(Text passage):
^^^^
It is common for judgements of use-value or worth to be coloured by status in terms of position in the social field. Smith referred to distortion according to wealth as "the great and most universal cause of the corruption of our moral sentiments" (Smith, 1757), though the same applies to equivalent distortions according to gender, race, etc., so that we use double- or multiple-standards for assessing the same behaviour. Differences in consumption patterns between social groups reflect not only differences in taste but hierarchies of wealth, gender, and 'race', and the valuation of goods reflects this too. Thus the pursuit of internal and external goods does not take place on a level playing field but within a hierarchy that is defined - at least in relation to commodities - predominantly by economic class, which in turn has little to do with merit or desert. As Bourdieu demonstrates this is a hierarchy in which the dominant claim not only superior wealth and the power over others that derives from this but superiority in taste. Although, surprisingly, Bourdieu leaves it implicit, the behaviour of the dominant also betrays an assumption of superiority in moral worth relative to others. The dominant try to establish a hegemony in which their dominance is a justified consequence of their superiority over others; they are more meritworthy, more deserving. This moral dimension, surely, is the crucial - and most reprehensible - feature of symbolic domination. As a result, valuations or judgements of goods become entangled with the class hierarchy and symbolic domination; the associations of class spill over into associations of quality and the good. This hegemony is contested, but the contestation can take two forms, a rarer, socialist one which recognizes that class is a structural feature of capitalism and that individuals' class position has more to do with the accident of birth and subsequent luck in markets than merit or moral worth, and a more common populist one which disputes only the positioning of particular individuals or groups within the hierarchy, which is itself taken as given. The struggles of the social field documented in Distinction are mainly of the second kind.
^^^^
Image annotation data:
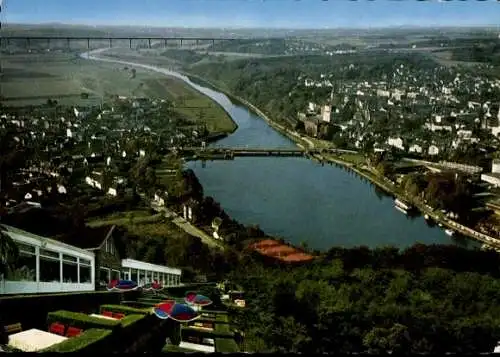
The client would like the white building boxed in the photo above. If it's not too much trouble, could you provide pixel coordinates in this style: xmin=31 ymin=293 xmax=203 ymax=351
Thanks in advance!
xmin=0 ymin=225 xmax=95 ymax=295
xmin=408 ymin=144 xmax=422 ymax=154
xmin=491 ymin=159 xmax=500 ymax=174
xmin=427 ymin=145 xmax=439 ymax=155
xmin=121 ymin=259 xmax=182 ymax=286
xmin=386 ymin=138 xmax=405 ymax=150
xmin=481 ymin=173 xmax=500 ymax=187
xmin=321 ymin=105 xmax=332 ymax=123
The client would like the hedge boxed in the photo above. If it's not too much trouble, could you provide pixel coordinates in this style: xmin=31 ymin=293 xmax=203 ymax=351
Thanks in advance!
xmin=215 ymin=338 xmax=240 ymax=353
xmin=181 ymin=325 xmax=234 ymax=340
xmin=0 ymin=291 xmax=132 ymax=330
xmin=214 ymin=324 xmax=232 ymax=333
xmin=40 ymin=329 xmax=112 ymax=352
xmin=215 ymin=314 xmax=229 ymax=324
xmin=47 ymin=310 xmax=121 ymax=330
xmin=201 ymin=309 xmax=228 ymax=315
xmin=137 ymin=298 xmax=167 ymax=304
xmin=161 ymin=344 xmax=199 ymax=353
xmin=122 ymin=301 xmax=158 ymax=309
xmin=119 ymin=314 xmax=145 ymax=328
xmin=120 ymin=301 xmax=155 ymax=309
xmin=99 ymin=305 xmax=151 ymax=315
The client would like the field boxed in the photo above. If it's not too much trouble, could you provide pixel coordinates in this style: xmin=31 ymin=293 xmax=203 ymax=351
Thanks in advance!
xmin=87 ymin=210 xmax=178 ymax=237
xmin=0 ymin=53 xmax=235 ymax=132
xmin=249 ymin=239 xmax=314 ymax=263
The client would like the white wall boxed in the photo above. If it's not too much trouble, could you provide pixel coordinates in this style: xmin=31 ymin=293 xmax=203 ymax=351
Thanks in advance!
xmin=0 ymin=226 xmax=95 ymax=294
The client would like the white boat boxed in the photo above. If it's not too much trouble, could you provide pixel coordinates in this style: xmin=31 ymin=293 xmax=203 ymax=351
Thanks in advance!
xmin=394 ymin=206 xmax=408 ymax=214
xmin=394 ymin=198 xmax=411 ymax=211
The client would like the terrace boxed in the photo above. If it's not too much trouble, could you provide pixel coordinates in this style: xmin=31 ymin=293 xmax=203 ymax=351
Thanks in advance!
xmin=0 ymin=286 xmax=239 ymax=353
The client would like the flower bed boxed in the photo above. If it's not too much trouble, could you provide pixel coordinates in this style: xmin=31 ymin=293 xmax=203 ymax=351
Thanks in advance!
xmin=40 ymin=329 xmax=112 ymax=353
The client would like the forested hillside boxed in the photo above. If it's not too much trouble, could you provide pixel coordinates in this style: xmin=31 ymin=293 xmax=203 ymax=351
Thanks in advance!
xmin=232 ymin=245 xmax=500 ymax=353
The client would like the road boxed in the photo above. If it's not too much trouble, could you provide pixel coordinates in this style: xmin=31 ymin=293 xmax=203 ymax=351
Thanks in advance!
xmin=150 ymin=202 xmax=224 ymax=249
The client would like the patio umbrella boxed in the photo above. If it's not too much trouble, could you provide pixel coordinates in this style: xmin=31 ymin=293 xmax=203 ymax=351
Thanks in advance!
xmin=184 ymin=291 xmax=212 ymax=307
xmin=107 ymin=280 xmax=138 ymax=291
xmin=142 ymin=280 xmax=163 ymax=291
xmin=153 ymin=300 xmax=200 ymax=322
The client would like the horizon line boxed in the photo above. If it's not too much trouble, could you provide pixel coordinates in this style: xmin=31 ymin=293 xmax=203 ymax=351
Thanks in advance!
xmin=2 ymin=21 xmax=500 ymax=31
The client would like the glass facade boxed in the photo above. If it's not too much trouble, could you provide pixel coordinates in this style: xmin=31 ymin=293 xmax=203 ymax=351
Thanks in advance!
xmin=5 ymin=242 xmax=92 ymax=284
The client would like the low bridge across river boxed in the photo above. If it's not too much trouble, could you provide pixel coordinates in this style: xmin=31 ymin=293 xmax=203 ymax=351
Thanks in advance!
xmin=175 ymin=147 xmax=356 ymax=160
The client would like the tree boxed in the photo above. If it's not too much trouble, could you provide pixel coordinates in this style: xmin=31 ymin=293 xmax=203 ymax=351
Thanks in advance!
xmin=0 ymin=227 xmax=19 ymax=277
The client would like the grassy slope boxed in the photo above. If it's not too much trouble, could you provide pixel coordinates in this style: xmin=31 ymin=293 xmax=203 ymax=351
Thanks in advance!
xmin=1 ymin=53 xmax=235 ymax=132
^^^^
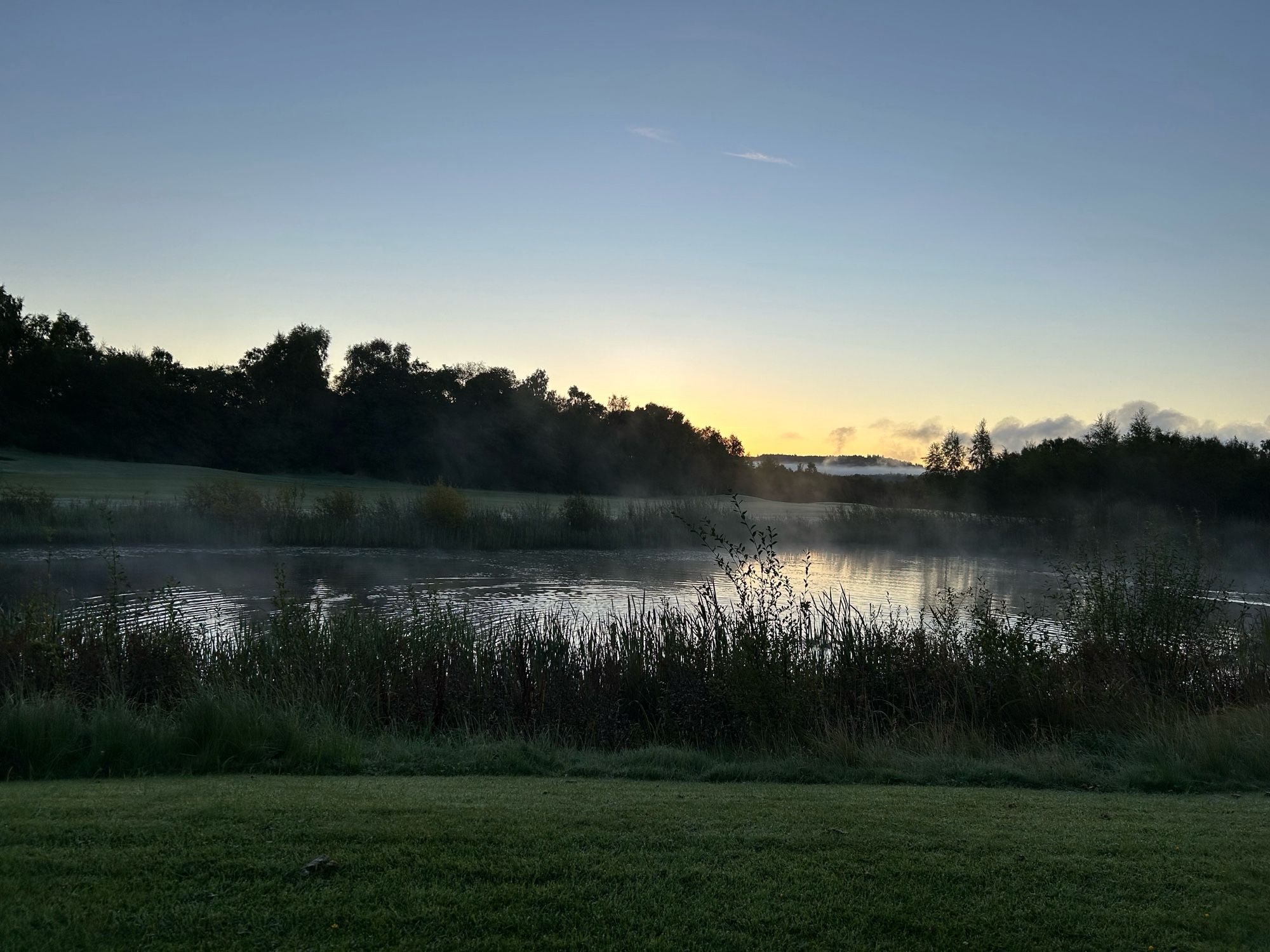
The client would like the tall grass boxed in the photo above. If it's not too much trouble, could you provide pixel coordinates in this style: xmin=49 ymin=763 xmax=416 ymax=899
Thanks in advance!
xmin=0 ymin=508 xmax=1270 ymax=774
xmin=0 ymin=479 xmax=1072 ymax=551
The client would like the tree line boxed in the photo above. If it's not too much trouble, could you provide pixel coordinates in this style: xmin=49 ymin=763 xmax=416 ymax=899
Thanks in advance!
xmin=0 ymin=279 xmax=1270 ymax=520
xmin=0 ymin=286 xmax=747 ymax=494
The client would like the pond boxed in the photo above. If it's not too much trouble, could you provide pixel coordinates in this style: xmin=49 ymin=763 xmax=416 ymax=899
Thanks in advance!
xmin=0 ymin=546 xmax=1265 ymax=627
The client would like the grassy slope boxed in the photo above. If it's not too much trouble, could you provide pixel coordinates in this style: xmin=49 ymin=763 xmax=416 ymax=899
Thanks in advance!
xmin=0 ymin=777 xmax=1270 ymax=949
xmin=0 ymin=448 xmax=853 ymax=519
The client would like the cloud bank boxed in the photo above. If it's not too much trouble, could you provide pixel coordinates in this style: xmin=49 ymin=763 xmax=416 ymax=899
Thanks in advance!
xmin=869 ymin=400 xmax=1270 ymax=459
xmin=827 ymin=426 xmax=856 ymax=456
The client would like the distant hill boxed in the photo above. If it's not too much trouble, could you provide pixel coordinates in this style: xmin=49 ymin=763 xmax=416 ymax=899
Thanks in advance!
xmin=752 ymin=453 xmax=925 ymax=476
^^^^
(Task goal):
Answer these questions about the passage on class and judgements of worth above:
1. What did Smith call "the great and most universal cause of the corruption of our moral sentiments"?
2. At least in relation to commodities, what predominantly defines the hierarchy within which internal and external goods are pursued?
3. Of the two forms of contesting the hegemony, which kind are the struggles documented in Distinction mainly?

(Correct response):
1. Distortion of judgements according to wealth.
2. Economic class.
3. The more common populist kind, which disputes only the positioning of particular individuals or groups within the hierarchy and takes the hierarchy itself as given.